Instructions for the task - Rewrite the material from the line containing "Reviewer note. Check that every instance of the palm" down to the line containing "<point>256,178</point>", replacing "roof ridge" with "roof peak" and leaving everything else unchanged.

┌─ The input

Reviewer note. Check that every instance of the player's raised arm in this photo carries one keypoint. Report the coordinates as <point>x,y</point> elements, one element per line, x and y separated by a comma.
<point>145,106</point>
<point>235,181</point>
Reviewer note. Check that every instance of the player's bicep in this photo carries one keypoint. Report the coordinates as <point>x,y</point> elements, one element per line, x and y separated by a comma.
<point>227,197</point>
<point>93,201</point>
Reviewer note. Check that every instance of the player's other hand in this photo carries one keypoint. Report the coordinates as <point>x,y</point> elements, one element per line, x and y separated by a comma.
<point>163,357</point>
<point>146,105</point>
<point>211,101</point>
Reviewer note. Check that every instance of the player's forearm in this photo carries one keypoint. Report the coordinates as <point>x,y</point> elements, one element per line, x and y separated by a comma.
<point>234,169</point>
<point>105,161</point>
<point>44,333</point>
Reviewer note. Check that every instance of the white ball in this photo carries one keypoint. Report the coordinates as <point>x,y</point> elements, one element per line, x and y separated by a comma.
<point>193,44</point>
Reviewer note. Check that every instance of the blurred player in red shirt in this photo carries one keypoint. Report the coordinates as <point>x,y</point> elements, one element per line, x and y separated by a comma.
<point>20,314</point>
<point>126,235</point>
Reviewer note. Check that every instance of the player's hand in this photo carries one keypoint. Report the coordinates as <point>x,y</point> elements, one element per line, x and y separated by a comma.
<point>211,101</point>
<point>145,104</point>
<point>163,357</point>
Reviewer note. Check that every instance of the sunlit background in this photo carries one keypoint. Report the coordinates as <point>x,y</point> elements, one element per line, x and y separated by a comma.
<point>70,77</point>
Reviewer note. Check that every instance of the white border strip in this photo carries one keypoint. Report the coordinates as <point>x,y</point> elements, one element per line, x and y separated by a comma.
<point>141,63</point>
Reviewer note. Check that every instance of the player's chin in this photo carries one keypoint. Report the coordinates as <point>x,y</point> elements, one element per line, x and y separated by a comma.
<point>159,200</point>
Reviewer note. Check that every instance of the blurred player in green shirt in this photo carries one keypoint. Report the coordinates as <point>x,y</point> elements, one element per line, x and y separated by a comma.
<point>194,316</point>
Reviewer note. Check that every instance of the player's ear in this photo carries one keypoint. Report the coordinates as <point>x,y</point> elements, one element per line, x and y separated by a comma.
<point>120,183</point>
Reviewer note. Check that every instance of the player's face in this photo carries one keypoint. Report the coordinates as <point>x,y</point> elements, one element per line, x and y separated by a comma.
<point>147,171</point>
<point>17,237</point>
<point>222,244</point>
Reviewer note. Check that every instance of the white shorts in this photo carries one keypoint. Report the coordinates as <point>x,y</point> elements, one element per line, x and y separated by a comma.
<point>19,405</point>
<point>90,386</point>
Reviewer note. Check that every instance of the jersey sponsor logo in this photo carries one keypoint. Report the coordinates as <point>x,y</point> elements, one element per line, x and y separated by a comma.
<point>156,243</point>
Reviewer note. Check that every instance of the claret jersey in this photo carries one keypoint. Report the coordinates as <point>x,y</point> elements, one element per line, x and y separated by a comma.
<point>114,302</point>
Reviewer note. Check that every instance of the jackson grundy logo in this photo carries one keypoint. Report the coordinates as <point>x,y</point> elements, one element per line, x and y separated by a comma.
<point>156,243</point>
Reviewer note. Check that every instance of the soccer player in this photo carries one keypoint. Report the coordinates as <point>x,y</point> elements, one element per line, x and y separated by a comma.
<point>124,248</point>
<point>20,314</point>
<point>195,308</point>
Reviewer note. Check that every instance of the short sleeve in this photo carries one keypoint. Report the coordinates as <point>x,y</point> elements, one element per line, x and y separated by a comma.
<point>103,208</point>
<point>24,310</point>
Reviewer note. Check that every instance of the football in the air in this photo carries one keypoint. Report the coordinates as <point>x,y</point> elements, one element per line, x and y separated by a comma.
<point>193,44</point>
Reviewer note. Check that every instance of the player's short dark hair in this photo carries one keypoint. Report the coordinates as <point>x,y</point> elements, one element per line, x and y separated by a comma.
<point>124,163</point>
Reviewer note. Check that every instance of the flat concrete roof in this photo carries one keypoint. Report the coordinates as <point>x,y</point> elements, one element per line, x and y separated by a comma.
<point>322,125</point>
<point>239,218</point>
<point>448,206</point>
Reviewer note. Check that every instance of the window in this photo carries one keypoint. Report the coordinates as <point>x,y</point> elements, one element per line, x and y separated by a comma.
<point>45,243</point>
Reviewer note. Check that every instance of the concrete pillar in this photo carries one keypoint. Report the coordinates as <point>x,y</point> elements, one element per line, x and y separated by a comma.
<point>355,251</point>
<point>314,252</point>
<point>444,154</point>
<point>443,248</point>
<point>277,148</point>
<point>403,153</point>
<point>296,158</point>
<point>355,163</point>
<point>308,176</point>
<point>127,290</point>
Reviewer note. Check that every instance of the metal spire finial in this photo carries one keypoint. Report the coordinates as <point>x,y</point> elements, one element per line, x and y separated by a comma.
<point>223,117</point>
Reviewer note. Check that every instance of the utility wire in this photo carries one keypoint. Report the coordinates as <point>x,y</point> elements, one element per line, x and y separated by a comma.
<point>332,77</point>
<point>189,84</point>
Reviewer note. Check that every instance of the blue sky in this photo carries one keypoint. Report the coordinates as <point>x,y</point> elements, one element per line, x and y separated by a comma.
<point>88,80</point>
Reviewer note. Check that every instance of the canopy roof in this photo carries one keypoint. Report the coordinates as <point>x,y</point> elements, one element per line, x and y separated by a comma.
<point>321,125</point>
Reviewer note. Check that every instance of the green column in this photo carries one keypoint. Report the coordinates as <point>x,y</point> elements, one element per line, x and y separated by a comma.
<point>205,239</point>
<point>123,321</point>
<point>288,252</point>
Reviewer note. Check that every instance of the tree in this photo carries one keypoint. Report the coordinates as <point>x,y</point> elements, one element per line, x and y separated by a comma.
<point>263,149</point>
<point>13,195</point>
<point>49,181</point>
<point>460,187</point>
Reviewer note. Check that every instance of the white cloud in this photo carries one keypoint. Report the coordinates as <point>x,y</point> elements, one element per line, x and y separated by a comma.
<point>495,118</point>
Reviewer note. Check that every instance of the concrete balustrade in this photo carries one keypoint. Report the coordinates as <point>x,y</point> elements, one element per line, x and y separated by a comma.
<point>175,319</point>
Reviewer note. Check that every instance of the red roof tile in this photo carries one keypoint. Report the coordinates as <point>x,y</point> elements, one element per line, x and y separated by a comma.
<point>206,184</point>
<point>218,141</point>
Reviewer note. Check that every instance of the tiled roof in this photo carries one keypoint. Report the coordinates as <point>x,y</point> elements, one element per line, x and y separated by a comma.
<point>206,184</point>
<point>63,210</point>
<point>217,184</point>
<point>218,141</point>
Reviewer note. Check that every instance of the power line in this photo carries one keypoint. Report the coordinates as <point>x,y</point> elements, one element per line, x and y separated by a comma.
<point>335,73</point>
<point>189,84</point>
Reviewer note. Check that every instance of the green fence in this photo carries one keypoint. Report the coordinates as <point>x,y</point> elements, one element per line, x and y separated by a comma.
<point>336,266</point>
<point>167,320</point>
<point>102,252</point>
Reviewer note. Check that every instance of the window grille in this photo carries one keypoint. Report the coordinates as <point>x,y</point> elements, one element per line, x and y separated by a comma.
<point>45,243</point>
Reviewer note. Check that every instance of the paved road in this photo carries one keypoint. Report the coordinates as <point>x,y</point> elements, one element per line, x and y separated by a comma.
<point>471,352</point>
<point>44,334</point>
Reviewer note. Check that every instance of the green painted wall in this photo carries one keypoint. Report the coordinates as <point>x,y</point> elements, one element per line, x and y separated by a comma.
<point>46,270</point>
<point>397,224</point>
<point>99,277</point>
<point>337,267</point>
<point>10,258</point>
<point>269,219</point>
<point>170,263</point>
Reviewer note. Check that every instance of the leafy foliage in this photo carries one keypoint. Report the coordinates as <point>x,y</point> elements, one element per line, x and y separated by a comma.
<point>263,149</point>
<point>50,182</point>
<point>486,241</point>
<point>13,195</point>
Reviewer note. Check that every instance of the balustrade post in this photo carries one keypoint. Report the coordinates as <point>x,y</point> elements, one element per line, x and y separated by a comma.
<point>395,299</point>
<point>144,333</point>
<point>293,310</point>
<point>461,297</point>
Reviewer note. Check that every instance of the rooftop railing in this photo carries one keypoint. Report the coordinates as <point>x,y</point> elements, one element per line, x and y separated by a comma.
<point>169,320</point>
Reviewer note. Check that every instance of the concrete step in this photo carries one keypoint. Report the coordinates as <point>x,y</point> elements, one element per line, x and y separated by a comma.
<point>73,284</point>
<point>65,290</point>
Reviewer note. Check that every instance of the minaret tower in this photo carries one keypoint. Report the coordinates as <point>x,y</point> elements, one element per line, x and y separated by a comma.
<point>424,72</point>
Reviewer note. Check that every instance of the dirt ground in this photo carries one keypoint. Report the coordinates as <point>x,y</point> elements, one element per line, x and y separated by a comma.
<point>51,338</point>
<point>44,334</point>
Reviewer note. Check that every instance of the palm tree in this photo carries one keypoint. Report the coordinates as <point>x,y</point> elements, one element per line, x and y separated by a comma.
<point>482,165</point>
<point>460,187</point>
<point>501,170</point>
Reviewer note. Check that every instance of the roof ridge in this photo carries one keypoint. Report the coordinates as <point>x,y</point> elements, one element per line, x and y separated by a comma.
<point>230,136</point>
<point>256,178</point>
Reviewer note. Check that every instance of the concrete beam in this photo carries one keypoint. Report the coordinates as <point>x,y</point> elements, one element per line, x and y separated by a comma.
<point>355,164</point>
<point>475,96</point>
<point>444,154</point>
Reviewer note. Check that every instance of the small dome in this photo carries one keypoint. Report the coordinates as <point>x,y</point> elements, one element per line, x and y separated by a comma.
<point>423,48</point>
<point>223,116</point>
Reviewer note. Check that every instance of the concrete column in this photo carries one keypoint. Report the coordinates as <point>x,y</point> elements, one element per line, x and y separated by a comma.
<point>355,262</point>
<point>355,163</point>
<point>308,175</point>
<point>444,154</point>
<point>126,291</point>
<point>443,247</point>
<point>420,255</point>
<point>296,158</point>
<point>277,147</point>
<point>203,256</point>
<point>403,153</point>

└─

The completed task -
Reviewer note. Check that every instance of the palm tree in this photo carries one keypoint. Report the coordinates as <point>x,y</point> elements, one element per line, x and y separated by a comma.
<point>482,165</point>
<point>460,187</point>
<point>501,170</point>
Reviewer note. Check that every instance of the roof peak in this photo carries one keypoint. Report the coordinates as <point>x,y</point> elements, one element per line, x and y separated by a comma.
<point>230,136</point>
<point>256,178</point>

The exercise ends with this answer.